--- START ---
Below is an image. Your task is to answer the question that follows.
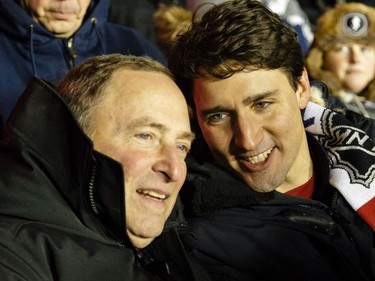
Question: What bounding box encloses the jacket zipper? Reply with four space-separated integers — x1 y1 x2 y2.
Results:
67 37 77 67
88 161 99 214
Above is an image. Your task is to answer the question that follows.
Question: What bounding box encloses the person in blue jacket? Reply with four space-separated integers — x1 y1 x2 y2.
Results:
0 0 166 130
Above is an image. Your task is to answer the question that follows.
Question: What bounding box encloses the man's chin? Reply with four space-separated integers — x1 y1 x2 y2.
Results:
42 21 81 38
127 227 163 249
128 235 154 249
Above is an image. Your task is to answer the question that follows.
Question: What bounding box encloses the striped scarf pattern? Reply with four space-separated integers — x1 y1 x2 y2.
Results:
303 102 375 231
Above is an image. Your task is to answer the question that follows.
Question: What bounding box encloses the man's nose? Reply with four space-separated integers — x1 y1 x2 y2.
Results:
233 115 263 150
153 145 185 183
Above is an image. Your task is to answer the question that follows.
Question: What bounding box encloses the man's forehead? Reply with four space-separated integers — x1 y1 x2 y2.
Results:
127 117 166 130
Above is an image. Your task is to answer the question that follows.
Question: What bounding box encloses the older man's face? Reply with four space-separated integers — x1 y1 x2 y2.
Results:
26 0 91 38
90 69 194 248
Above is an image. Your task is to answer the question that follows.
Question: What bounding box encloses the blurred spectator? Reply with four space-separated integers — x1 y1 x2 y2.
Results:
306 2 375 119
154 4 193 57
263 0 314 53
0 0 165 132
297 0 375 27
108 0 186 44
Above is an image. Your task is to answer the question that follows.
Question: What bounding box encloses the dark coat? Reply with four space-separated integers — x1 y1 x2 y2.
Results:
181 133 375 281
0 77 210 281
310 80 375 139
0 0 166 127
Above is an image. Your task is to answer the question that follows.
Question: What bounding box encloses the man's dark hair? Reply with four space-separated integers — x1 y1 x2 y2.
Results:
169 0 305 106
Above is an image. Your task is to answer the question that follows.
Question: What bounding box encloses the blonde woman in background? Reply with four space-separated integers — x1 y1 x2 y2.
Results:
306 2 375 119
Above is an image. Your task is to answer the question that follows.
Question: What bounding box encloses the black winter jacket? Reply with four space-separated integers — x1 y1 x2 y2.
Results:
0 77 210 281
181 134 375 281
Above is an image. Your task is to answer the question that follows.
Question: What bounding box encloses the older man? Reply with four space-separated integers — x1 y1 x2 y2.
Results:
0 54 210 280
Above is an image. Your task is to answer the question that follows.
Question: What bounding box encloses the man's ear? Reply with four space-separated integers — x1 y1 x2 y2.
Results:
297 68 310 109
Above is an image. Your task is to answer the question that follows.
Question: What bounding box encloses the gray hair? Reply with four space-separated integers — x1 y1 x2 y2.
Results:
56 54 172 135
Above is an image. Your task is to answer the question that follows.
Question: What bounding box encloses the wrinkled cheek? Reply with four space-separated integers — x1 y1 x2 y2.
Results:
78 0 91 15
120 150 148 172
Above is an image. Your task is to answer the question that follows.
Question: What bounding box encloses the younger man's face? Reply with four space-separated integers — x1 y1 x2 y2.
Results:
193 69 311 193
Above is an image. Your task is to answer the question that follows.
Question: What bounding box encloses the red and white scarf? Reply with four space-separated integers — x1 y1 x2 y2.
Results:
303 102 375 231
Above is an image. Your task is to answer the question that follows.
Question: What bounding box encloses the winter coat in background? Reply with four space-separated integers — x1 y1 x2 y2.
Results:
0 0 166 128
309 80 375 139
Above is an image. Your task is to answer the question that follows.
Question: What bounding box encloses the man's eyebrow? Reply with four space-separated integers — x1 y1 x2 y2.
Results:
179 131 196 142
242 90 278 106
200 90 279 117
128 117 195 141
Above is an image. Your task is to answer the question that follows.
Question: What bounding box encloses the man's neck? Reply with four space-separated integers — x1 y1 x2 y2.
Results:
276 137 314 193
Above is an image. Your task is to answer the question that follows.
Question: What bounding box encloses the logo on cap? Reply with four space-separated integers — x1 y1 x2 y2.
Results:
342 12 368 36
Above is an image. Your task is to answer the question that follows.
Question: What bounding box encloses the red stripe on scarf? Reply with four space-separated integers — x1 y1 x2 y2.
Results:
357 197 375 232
--- END ---
Your assignment:
What is needed is a verbatim copy of the material, minus its pictures.

Task response:
Below is an image. Your task is to answer the question that follows.
Question: What bounding box encloses the jacket zipper? Reply with four space-separated integers — x1 y1 x2 y2.
Results:
67 37 77 67
88 161 99 214
Above is an image. Your task is to answer the question that follows.
Question: What bounding box encloses the person in blue jacket? Reply with four space-separated integers — x1 y1 x2 y2.
Results:
0 0 166 130
Above is an image. Your task is to answer the question that follows.
Question: What bounding box encloses the man's chin? Reply with four space-separated integers — x1 y1 x2 y2.
Results:
42 21 81 38
127 227 163 249
128 235 154 249
Above is an image. Your task is to answer the question that follows.
Question: What bounding box encloses the striped scarf pattern? Reply with four space-separated integers — x1 y1 x2 y2.
Results:
303 102 375 231
Above is an image. Your task is to answer the question that follows.
Question: What bounding box encloses the man's nose? Reply with four space-separated integers — x1 y1 x2 y2.
Results:
233 115 263 150
153 145 185 183
Above is an image. Your task is to answer the question that follows.
Question: What bounding box encloses the man's forehead? Reply with four space-separated integers — x1 y1 x2 y2.
Results:
127 117 166 130
Above is an image. Your task is to answer the question that follows.
Question: What bounding box encloses the older man's face? Reply with four space-separated integers — x1 y1 x2 y2.
Results:
26 0 91 38
90 69 194 248
Above is an image. Your task is to answer the question that follows.
Question: What bounding box encloses the blurred spectator? Reply with four space-separated integers — x1 y1 x2 y2.
Results:
306 2 375 119
154 4 193 57
263 0 314 53
0 0 165 132
297 0 375 27
108 0 186 44
Above is an image. Your task is to answer the question that follows.
Question: What bounding box encloses the dark coat? Reply with four space-separated integers — x1 y1 x2 y2.
Results:
181 133 375 281
0 77 210 281
310 80 375 139
0 0 166 127
Above is an image. Your task is to answer the question that follows.
Question: What bounding box encloses the man's dark hair? Reply with four space-separated integers — x1 y1 x2 y2.
Results:
169 0 305 106
Above is an image. Your task is to answer the question that follows.
Question: What bounding box encloses the blonde woman in background? Reply with four space-separated integers — x1 y1 x2 y2.
Results:
306 2 375 119
Above is an image. Your task is to answer the question that follows.
Question: What bounding box encloses the black winter jacket? Reply with four space-separated integers — x1 y1 x2 y2.
Results:
0 77 210 281
181 134 375 281
Above is an image. Your task is to answer the question that follows.
Question: What bounding box encloses the older man? Reply with four space-separated integers — x1 y1 x2 y2.
Results:
0 54 210 280
Above is an image. Your task is to answer the question that follows.
Question: What bounding box encloses the man's ear? Reply with four space-separated integers — x1 y1 x2 y2.
Results:
297 68 310 109
Above is an image. Your task is to answer the question that follows.
Question: What bounding box encloses the gray hair? Reply with four space-separated integers — x1 y1 x2 y2.
Results:
56 54 172 135
Above is an image. Your task is to answer the question that follows.
Question: What bounding box encloses the wrinkled cheek? Reply with four space-separated integers — x1 y1 x2 y2.
Results:
78 0 91 15
120 150 148 172
Above is an image. Your task is to answer the question that follows.
Question: What bounding box encloses the younger man's face? Reply with four space-separated integers — x1 y1 x2 y2.
Results:
193 69 311 193
Above is an image. Your task is to answer the question that follows.
Question: What bounding box encloses the red and white scarf? Reply with four space-separated integers — x1 y1 x2 y2.
Results:
303 102 375 231
Above is an image. Your task is to answer the question that follows.
Question: What bounding box encloses the winter coat in background? Reply with four space-separated integers — x1 y1 x2 y2.
Results:
0 0 166 128
309 80 375 139
Above is an image. Your task is to answer the question that follows.
Question: What bounding box encloses the man's eyebrow? Reply with four space-separated integers — x1 y1 x2 y2.
Results:
179 131 196 142
242 90 278 106
200 90 279 117
128 117 195 141
Above is an image. Your task is to answer the question that follows.
Question: What bounding box encloses the man's neck? Reply with four space-separated integers — x1 y1 x2 y2.
Results:
276 137 314 193
Above is an image. Your task is to answer the question that follows.
Question: What bounding box encloses the logo on cap? Reply with four space-separated integers — x1 y1 x2 y2.
Results:
342 12 368 36
Above is an image. Your task is to answer the question that follows.
Question: What bounding box encloses the red stripe on scarf? Reply with four space-separated integers — x1 y1 x2 y2.
Results:
357 197 375 232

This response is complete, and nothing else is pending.